*Material for the task*.
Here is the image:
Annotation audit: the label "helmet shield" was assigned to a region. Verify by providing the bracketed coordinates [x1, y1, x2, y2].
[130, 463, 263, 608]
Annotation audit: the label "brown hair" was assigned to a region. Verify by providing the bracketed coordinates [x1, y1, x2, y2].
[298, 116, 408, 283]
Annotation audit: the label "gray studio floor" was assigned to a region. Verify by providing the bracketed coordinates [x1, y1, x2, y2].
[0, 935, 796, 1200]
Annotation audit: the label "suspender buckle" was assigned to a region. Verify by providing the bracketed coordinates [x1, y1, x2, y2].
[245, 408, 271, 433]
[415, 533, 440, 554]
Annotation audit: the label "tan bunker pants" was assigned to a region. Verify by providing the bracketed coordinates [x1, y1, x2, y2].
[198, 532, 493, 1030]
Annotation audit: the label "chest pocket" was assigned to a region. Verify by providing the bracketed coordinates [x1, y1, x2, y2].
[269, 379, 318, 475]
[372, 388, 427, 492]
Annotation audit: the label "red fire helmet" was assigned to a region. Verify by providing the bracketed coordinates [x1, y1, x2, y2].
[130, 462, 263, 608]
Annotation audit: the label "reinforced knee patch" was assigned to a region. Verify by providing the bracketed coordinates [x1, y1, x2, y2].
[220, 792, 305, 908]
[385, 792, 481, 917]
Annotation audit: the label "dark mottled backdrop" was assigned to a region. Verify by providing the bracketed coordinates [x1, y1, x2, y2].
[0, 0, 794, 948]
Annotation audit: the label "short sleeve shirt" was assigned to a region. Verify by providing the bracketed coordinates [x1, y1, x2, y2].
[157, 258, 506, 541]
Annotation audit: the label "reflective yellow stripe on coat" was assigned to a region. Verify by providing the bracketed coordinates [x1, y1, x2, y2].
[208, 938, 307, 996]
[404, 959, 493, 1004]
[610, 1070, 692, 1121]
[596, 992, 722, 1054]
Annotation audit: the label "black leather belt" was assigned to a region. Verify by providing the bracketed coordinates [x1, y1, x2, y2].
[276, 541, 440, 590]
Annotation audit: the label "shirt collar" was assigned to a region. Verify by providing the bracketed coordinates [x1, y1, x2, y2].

*Task description*. Return the whole listing exactly.

*Expected output*.
Here is the image:
Annotation audit: the label "helmet shield" was assigned to a region. Verify by providing the bracketed coordinates [x1, y1, x2, y2].
[130, 463, 263, 608]
Annotation audit: the label "brown hair" was assigned to a region. Verify by providing the bracketed coordinates [x1, y1, x2, y2].
[298, 116, 408, 283]
Annotation audit: the label "gray studio floor" was assigned to a region. Verify by providing the bracketed coordinates [x1, y1, x2, y2].
[0, 935, 796, 1200]
Annotation audit: the label "suspender buckle" was assigned to a region. Verify by providing the bracketed coordinates [x1, y1, x2, y2].
[245, 408, 271, 433]
[415, 533, 440, 554]
Annotation audit: the label "tan bunker pants" was assigned to a region. Verify by providing the bracketed coordinates [x1, y1, x2, y2].
[198, 532, 493, 1030]
Annotation audit: the label "chest pocket" was assigned to a region. Verify by providing the bracketed coordinates [x1, y1, x2, y2].
[269, 379, 318, 475]
[372, 388, 427, 492]
Annotation audit: the label "red fire helmet" was assigned to a region. Verify by providing the bracketed coordinates [x1, y1, x2, y2].
[130, 462, 263, 608]
Annotation audit: the label "reinforced knee patch" was assigned to a region. Verify by providing the bracketed coordinates [x1, y1, x2, y2].
[220, 792, 305, 908]
[385, 792, 481, 917]
Annotation audit: the label "dark mottled backdrop" was assigned to a region. Verify by providing the bracketed coordinates [x1, y1, x2, y2].
[0, 0, 794, 948]
Annotation audit: the label "short sleeve shirt" was assigned to a region. Verify by providing the bracketed coordinates [x1, y1, x2, y2].
[157, 258, 506, 541]
Annotation audit: the label "reflective yellow stripe on coat" was assigned to a region. Verify by providing the bracketed coordinates [x1, y1, x2, y2].
[208, 938, 307, 996]
[404, 959, 493, 1004]
[610, 1070, 692, 1121]
[596, 992, 722, 1054]
Annotation audit: the label "black leather belt" was assigned to a region. Verify by providing the bracketed coordinates [x1, y1, x2, y2].
[276, 541, 440, 590]
Annotation audit: the label "shirt collar" was assigned to a region. Verify by providing the bracketed coordinates [x1, y1, x2, y2].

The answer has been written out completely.